Tarea escrita A: Indica cuántas líneas de las filas contienen la cadena "roof", teniendo en cuenta mayúsculas y minúsculas. Responde solo con el número.

Texto proporcionado:

■ ■ ■ ■ ■ ■ ■

Durante los últimos treinta años de su vida, Jean Sibelius no sólo dejó de componer grandes obras, sino que, según se cuenta, destruyó sus partituras inéditas.
El periodo se conoce como «el silencio de Järvenpää», y es uno de los grandes enigmas de la música del siglo XX.
Por Gustavo Fernández Walker para MusicaClasicaBA (incluida en la revista impresa Nº7).
El silencio es un elemento constitutivo esencial de la música. La anécdota de John Cage y su 4’33» es más que conocida, aunque tal vez más significativa sea la interpretación de Organ/ASLSP, también de Cage, que todavía suena en el órgano de la iglesia de San Burcardo en Halberstadt y que seguirá sonando hasta el año 2640 (si es que todavía hay alguien ahí para escucharlo). Con compases que duran años (la sigla ASLSP del título alude a As SLow aS Possible, «lo más lento posible»), la obra de Cage comenzó a sonar el 5 de septiembre de 2001. «Sonar» es, desde ya, un modo de decir, porque los primeros diecisiete meses de la versión de Halberstadt fueron de silencio, apenas el levare antes de atacar el sol sostenido que comenzó (esta vez sí) a sonar el 5 de febrero de 2003.

■ ■ ■ ■ ■ ■ ■

Fragmentos del conjunto:
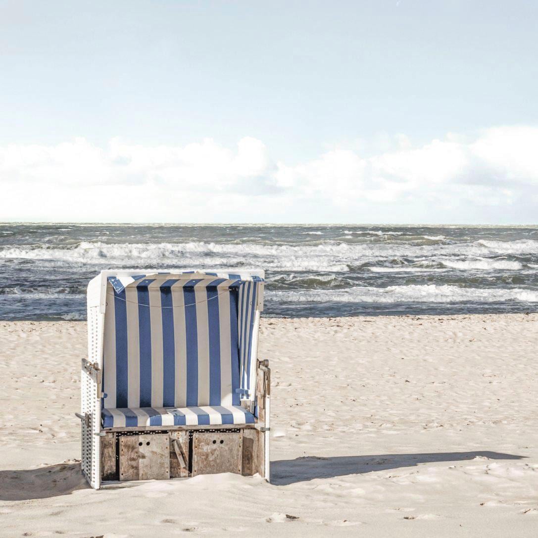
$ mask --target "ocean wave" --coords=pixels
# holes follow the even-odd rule
[[[367,267],[374,273],[440,273],[448,271],[448,267],[420,267],[416,265],[396,265],[394,267]]]
[[[300,302],[538,302],[538,291],[532,289],[461,288],[448,284],[390,286],[386,288],[357,286],[339,291],[267,291],[266,295],[268,301]]]
[[[85,320],[86,315],[82,312],[69,312],[68,314],[64,314],[58,316],[60,319],[66,320],[67,321],[77,321],[79,320]]]
[[[449,260],[444,259],[440,261],[447,267],[452,269],[472,270],[479,269],[483,271],[494,271],[496,269],[516,271],[523,268],[523,265],[519,261],[511,261],[508,260],[487,259],[479,258],[471,260]]]
[[[352,230],[344,230],[342,232],[343,233],[357,233],[358,235],[365,235],[368,233],[370,235],[402,235],[403,232],[384,232],[381,230],[367,230],[365,231],[363,230],[356,230],[353,231]]]
[[[84,296],[78,288],[60,287],[40,289],[33,287],[16,286],[12,287],[0,288],[0,295],[15,296],[25,299],[80,299]]]

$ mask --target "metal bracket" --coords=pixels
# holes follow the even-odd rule
[[[86,359],[82,359],[82,367],[91,376],[98,373],[99,365],[97,363],[90,363]]]
[[[80,413],[75,413],[75,416],[82,420],[87,428],[90,427],[90,415],[88,413],[81,415]]]

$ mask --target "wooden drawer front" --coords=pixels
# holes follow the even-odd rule
[[[196,431],[193,435],[193,476],[220,472],[241,474],[242,432]]]
[[[162,480],[170,478],[168,434],[119,437],[119,479]]]

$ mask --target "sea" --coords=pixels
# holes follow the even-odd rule
[[[538,312],[538,226],[0,224],[0,319],[84,320],[103,269],[266,271],[264,315]]]

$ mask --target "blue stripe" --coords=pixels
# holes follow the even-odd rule
[[[174,309],[171,287],[178,281],[171,279],[160,286],[162,317],[162,407],[175,402],[175,344],[174,338]]]
[[[241,318],[240,324],[241,332],[240,334],[240,341],[239,343],[239,353],[240,353],[240,365],[241,369],[241,386],[246,388],[246,309],[249,301],[249,292],[250,291],[250,282],[245,282],[241,286]]]
[[[217,279],[206,288],[209,340],[209,405],[218,405],[221,403],[221,320],[217,286],[225,280],[224,278]]]
[[[137,286],[140,407],[150,407],[151,406],[151,309],[150,308],[150,291],[147,287],[153,280],[146,279]]]
[[[144,409],[150,415],[150,426],[162,426],[162,415],[153,407],[146,407]]]
[[[200,279],[189,280],[183,288],[187,341],[187,406],[198,405],[198,324],[194,288]],[[188,305],[188,306],[187,305]]]
[[[258,286],[252,282],[252,304],[250,306],[250,323],[249,327],[249,345],[246,349],[247,364],[246,388],[250,389],[250,360],[252,355],[252,335],[254,334],[254,314],[256,310],[256,291]]]
[[[175,410],[172,414],[174,415],[174,426],[185,426],[187,424],[187,419],[185,415],[181,411]]]
[[[126,407],[129,391],[129,363],[127,360],[127,303],[125,291],[114,292],[116,320],[116,407]],[[104,390],[104,387],[103,387]]]
[[[101,409],[103,428],[112,428],[114,426],[114,417],[108,409]]]
[[[231,351],[232,404],[239,405],[240,398],[235,390],[239,388],[239,336],[237,333],[237,289],[230,290],[230,348]]]
[[[121,411],[125,415],[126,428],[138,426],[138,415],[134,414],[130,409],[127,408],[126,409],[120,409],[118,410]]]
[[[218,411],[221,414],[223,424],[233,423],[233,415],[231,412],[220,405],[213,406],[213,408],[215,411]]]
[[[195,406],[191,407],[190,410],[195,413],[198,415],[198,425],[200,426],[208,426],[209,425],[209,415],[203,409]]]

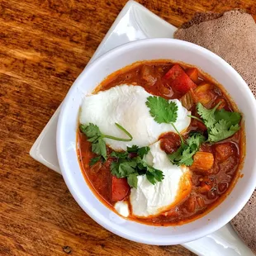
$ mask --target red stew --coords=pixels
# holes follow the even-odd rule
[[[167,99],[178,98],[194,116],[197,115],[197,102],[201,102],[206,108],[212,108],[220,102],[219,109],[224,108],[230,111],[235,110],[221,86],[200,73],[197,69],[184,64],[168,61],[135,64],[110,75],[97,88],[96,92],[124,83],[141,86],[148,92]],[[192,130],[206,132],[206,130],[201,122],[192,119],[183,136],[186,139]],[[225,199],[235,183],[244,157],[243,136],[243,130],[240,130],[223,141],[201,145],[199,152],[194,156],[194,164],[190,167],[192,192],[179,205],[157,217],[129,218],[149,225],[179,225],[212,210]],[[167,154],[173,153],[180,145],[179,136],[173,132],[161,135],[159,140],[162,149]],[[107,150],[110,153],[111,149],[108,148]],[[89,167],[90,159],[96,155],[92,153],[91,143],[87,141],[86,136],[80,131],[78,132],[78,152],[86,180],[98,198],[115,211],[115,202],[129,197],[130,187],[126,179],[118,179],[111,175],[111,158],[108,158],[103,164],[98,162]],[[203,164],[204,168],[200,167],[201,163],[197,158],[206,159]]]

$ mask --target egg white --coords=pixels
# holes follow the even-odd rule
[[[126,150],[135,145],[148,146],[168,131],[176,132],[170,124],[159,124],[150,116],[145,102],[152,96],[140,86],[119,85],[97,94],[88,95],[82,104],[79,121],[81,124],[92,123],[108,135],[127,139],[127,135],[115,123],[120,124],[133,136],[131,141],[117,141],[104,139],[114,150]],[[190,114],[181,102],[170,100],[178,106],[178,118],[174,123],[179,132],[186,130],[191,121]]]

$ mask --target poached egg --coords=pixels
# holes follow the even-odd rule
[[[131,188],[132,215],[139,217],[158,216],[183,201],[192,190],[191,173],[186,166],[173,165],[160,148],[160,141],[150,147],[145,160],[164,175],[161,182],[150,183],[145,175],[138,176],[137,188]]]
[[[145,104],[149,96],[152,95],[142,87],[127,84],[88,95],[83,101],[80,123],[92,123],[105,135],[127,139],[127,135],[115,123],[123,126],[131,134],[133,140],[127,142],[105,138],[107,145],[114,150],[126,150],[127,146],[133,145],[139,147],[150,145],[158,140],[161,134],[176,131],[171,124],[159,124],[150,116]],[[178,106],[178,118],[174,125],[182,132],[190,124],[191,118],[187,116],[190,111],[178,100],[169,101]]]

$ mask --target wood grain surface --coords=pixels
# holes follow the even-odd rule
[[[78,206],[60,175],[29,156],[35,140],[126,0],[0,1],[0,255],[194,255],[182,246],[130,242]],[[174,26],[197,11],[254,0],[141,0]]]

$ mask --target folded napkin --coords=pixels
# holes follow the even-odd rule
[[[256,97],[256,25],[241,10],[197,13],[174,33],[174,38],[203,46],[227,61],[245,80]],[[231,220],[242,239],[256,254],[256,190]]]

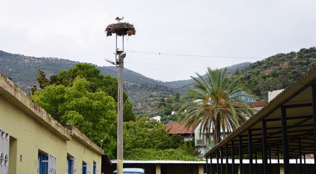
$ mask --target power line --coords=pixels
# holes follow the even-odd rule
[[[186,65],[175,65],[172,64],[154,64],[154,63],[141,63],[139,62],[124,62],[124,63],[134,63],[134,64],[149,64],[152,65],[158,65],[158,66],[179,66],[179,67],[192,67],[192,68],[207,68],[206,66],[186,66]]]
[[[167,56],[187,56],[187,57],[210,57],[210,58],[232,58],[232,59],[263,59],[265,58],[262,57],[230,57],[230,56],[208,56],[208,55],[190,55],[190,54],[172,54],[164,53],[161,52],[151,52],[145,51],[137,51],[130,50],[126,50],[126,51],[139,54],[148,54],[155,55],[162,55]]]

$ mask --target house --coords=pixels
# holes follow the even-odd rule
[[[161,119],[161,116],[160,116],[159,115],[156,115],[156,116],[154,116],[154,117],[151,118],[151,119],[150,119],[150,120],[155,119],[155,120],[156,120],[158,122],[160,122],[160,119]]]
[[[105,155],[73,126],[65,127],[53,118],[1,73],[0,137],[1,174],[98,174]]]
[[[258,169],[262,174],[315,173],[315,158],[307,157],[316,154],[316,68],[273,95],[266,106],[204,155],[210,161],[216,158],[216,166],[221,165],[219,169],[210,165],[211,174],[223,173],[224,169],[232,174],[256,173]],[[220,162],[220,154],[226,157]],[[277,165],[271,162],[272,155]],[[258,155],[262,164],[257,162]],[[233,162],[229,164],[227,157]],[[246,166],[245,160],[249,161]],[[224,160],[228,165],[221,164]]]
[[[170,136],[178,134],[182,137],[181,140],[184,141],[191,141],[194,139],[194,137],[193,136],[194,135],[194,129],[193,126],[188,128],[186,127],[185,124],[177,122],[169,123],[164,126],[166,127],[166,131]]]

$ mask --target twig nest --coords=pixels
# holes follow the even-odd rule
[[[105,29],[106,36],[111,36],[112,33],[116,33],[118,36],[135,35],[136,31],[133,24],[127,22],[119,22],[107,26]]]

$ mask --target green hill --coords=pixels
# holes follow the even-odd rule
[[[297,52],[280,53],[252,63],[244,63],[228,67],[228,74],[232,79],[237,79],[245,89],[249,89],[249,93],[264,99],[267,97],[267,91],[286,88],[303,75],[316,65],[315,58],[315,47],[302,48]],[[36,83],[38,69],[43,70],[49,78],[77,63],[66,59],[36,58],[0,50],[0,71],[12,79],[27,93],[30,93],[30,88]],[[117,77],[118,69],[114,66],[96,66],[105,75]],[[124,91],[130,96],[136,115],[163,115],[161,100],[173,99],[176,93],[182,95],[193,86],[193,79],[164,82],[126,69],[124,69],[123,74]]]

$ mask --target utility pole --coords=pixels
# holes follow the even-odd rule
[[[118,86],[118,123],[117,123],[117,174],[123,174],[123,67],[126,53],[116,51],[119,55],[117,61],[119,68]]]
[[[105,32],[107,36],[116,34],[115,62],[105,59],[105,61],[116,65],[119,69],[118,74],[118,111],[117,111],[117,155],[116,170],[117,174],[123,174],[123,67],[124,58],[126,53],[124,51],[124,36],[135,35],[135,29],[132,24],[126,22],[120,22],[123,17],[118,17],[115,20],[119,22],[116,24],[109,25]],[[117,37],[122,36],[123,38],[123,49],[120,50],[117,47]]]

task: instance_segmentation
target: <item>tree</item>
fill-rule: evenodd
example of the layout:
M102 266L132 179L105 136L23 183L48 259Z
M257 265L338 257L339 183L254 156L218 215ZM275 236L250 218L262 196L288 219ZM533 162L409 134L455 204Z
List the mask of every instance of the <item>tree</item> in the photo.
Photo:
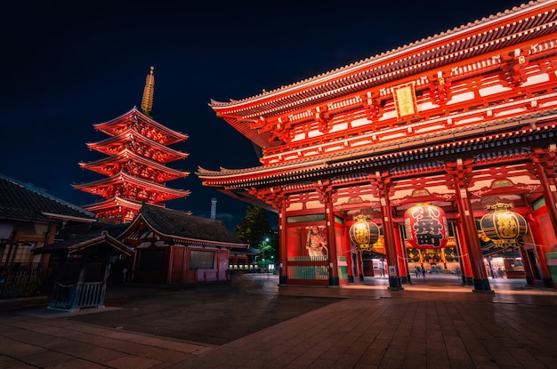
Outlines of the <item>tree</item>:
M248 205L246 217L235 228L236 234L249 246L259 250L257 264L268 267L277 260L278 238L277 232L270 229L269 216L265 210ZM264 261L263 261L264 260Z
M248 205L246 216L236 226L234 230L238 238L247 242L249 246L258 249L260 243L269 233L269 216L261 207Z

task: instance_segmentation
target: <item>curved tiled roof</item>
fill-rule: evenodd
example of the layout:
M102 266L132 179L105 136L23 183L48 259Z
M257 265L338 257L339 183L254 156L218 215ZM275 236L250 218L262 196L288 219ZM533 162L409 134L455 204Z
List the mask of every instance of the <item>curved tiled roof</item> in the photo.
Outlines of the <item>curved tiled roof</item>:
M491 22L491 21L496 21L499 20L500 19L506 17L508 15L513 15L515 12L518 12L519 11L524 11L524 10L529 10L531 8L536 7L537 5L540 5L540 4L551 4L554 2L554 0L537 0L537 1L531 1L529 4L523 4L521 6L515 6L513 9L507 9L505 10L504 12L499 12L496 14L494 15L490 15L488 17L483 17L481 20L476 20L473 22L468 22L465 25L462 25L460 27L455 27L453 29L448 29L445 32L441 32L440 34L435 34L433 36L428 36L427 38L423 38L421 40L417 40L414 43L410 43L408 44L405 44L403 46L395 48L395 49L392 49L391 51L388 52L383 52L380 54L376 54L375 56L369 57L369 58L366 58L362 60L359 61L356 61L353 63L351 63L349 65L343 66L343 67L340 67L337 68L334 70L331 71L327 71L327 72L324 72L321 73L318 76L314 76L309 78L306 78L304 80L288 84L288 85L285 85L285 86L281 86L279 88L276 88L273 89L271 91L265 91L262 93L257 94L255 96L250 96L250 97L246 97L241 100L232 100L230 99L230 101L218 101L215 100L211 99L210 102L209 102L209 106L213 108L228 108L228 107L233 107L233 106L237 106L237 105L241 105L243 103L246 103L249 101L253 101L253 100L257 100L259 99L262 99L262 98L266 98L266 99L270 99L271 96L282 92L286 92L286 91L289 91L289 90L294 90L296 89L298 87L302 87L304 86L306 84L311 84L314 82L319 82L319 83L323 83L323 81L326 81L329 78L332 79L335 79L337 78L340 75L343 75L343 73L346 72L350 72L352 69L359 69L361 67L365 67L368 64L373 64L373 63L376 63L376 62L380 62L382 60L386 59L386 58L391 58L391 57L395 57L397 54L402 54L405 52L413 52L413 49L417 48L417 47L421 47L421 46L424 46L426 44L428 44L429 43L432 43L432 42L438 42L440 41L444 38L448 38L450 36L453 36L455 34L458 34L458 33L463 33L471 29L473 29L476 27L484 25L488 22ZM489 32L489 35L493 35L493 37L497 37L498 35L497 33L492 33ZM476 38L476 37L474 37ZM475 42L477 43L481 43L481 42L485 42L485 40L482 37L477 37ZM465 47L469 47L468 44L466 44L466 43L458 43L459 44L459 47L462 48L465 48ZM455 50L453 50L453 48L444 48L444 52L455 52ZM469 53L470 54L470 53ZM408 58L405 58L405 60ZM343 78L346 79L346 78ZM340 82L337 82L340 83ZM309 87L308 87L309 88ZM315 89L314 89L315 90ZM317 91L317 90L316 90ZM319 91L317 91L319 92ZM317 93L317 92L316 92Z
M52 215L84 220L95 218L93 213L0 174L0 218L48 221Z
M139 216L153 230L172 238L202 244L222 243L234 246L246 244L224 227L222 221L190 215L188 213L144 204Z

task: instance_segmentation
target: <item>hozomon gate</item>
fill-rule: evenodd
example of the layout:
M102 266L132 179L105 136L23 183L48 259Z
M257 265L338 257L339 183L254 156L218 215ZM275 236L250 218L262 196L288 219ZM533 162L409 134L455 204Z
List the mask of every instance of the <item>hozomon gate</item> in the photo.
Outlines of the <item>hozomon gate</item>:
M281 285L358 283L363 254L377 254L392 290L424 266L491 292L484 255L513 249L528 284L554 287L545 254L557 245L555 5L530 2L256 96L212 100L262 148L262 165L197 174L278 212ZM525 236L507 217L496 227L511 242L485 237L480 222L500 205L526 220ZM409 242L405 213L416 205L445 213L442 245ZM381 229L368 251L350 237L357 215Z

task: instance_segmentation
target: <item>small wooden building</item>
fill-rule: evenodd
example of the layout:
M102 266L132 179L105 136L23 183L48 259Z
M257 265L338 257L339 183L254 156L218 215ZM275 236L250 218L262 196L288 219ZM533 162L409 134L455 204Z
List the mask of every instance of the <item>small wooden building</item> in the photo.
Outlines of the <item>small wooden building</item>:
M226 281L230 249L248 248L222 221L147 204L118 239L135 250L132 282Z
M51 263L58 265L48 309L66 311L103 308L112 259L133 253L107 230L47 245L37 253L50 253Z

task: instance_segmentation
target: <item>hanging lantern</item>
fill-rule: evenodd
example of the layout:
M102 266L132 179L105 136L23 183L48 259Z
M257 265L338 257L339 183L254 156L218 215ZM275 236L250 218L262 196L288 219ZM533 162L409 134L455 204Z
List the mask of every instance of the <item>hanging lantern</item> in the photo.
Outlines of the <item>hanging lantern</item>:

■ ■ ■ ■ ■ ■ ■

Tarea escrita B: Según el texto sobre Sibelius, ¿con qué nombre se conoce el periodo en que el compositor dejó de componer grandes obras?

Respuesta A: 3

Respuesta B: Se conoce como «el silencio de Järvenpää».